-- DOCUMENT SEGMENT start --
The strong public accusations made during his military detention — about the dirty bomb, Al Qaeda connections and supposed plans to set off natural gas explosions in apartment buildings — appear nowhere in the indictment against him. The indictment does not allege any specific violent plot against America. Mr. Padilla is portrayed in the indictment as the recruit of a 'North American terror support cell' that sent money, goods and recruits abroad to assist 'global jihad' in general, with a special interest in Bosnia and Chechnya. Mr. Padilla, the indictment asserts, traveled overseas 'to participate in violent jihad' and filled out an application for a mujahedin training camp in Afghanistan.

Michael Caruso, a public defender for Mr. Padilla, pleaded 'absolutely not guilty' for him to charges of conspiracy and of providing material support to terrorists.

Padilla Neither you nor I know what Padilla was up to, and it will now be up to a court to decide. But the effect of the brutal incarceration of Padilla may now make it impossible to convict him on any grounds. Like al-Qahtani, the torture and abuse to which he has been subject seem to have broken his mind:

"During questioning, he often exhibits facial tics, unusual eye movements and contortions of his body," Mr. Patel said. "The contortions are particularly poignant since he is usually manacled and bound by a belly chain when he has meetings with counsel."

Padilla, by all accounts, was a completely non-violent and docile prisoner every day of his incarceration. And yet they put him in body-manacles for four years, complete isolation and darkness, and even fitted him with night-goggles for a dental operation. They dehumanized him into a piece of furniture. The level of pure sadism and paranoia in his treatment is worthy of a military dictatorship, not a democracy. Remember also the description of another detainee, al-Qahtani, after detention by the Bush administration:

At the end of months of sleep deprivation and other forms of torture, Qahtani, according to an FBI letter, "was evidencing behavior consistent with extreme psychological trauma (talking to non existent people, reporting hearing voices, crouching in a cell covered with a sheet for hours on end)."
-- DOCUMENT SEGMENT end --
-- DATASET CONTENT start --
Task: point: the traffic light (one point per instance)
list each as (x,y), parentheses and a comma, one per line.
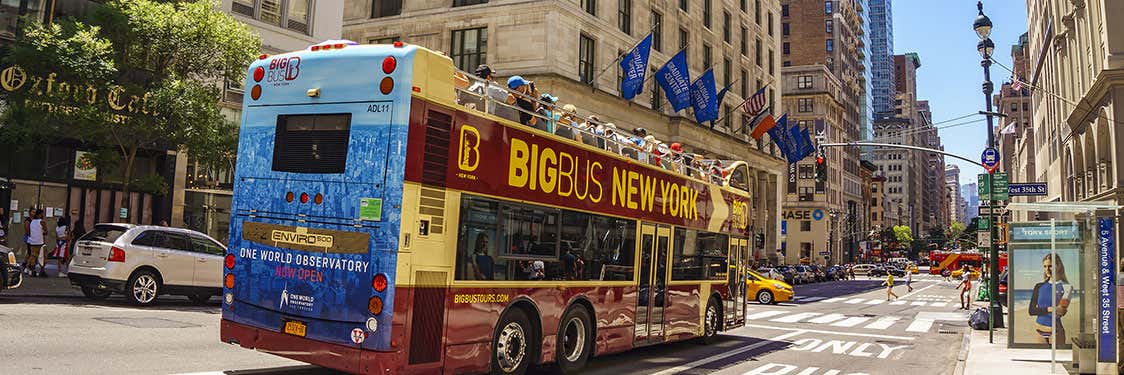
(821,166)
-- DATASET CONTENT end --
-- DATASET CONTENT start --
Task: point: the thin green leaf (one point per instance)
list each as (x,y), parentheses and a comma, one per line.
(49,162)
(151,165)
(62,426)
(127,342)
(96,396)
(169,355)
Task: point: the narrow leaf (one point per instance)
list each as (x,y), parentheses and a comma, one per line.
-- DATASET CONTENT end --
- JOBS -
**1.** In the passage on Padilla's indictment, translate this sentence into Spanish: "The indictment does not allege any specific violent plot against America."
**2.** State how many lines of the entries contain the string "point". Case counts.

- ANSWERS IN ORDER -
**1.** La acusación formal no alega ningún complot violento específico contra Estados Unidos.

**2.** 3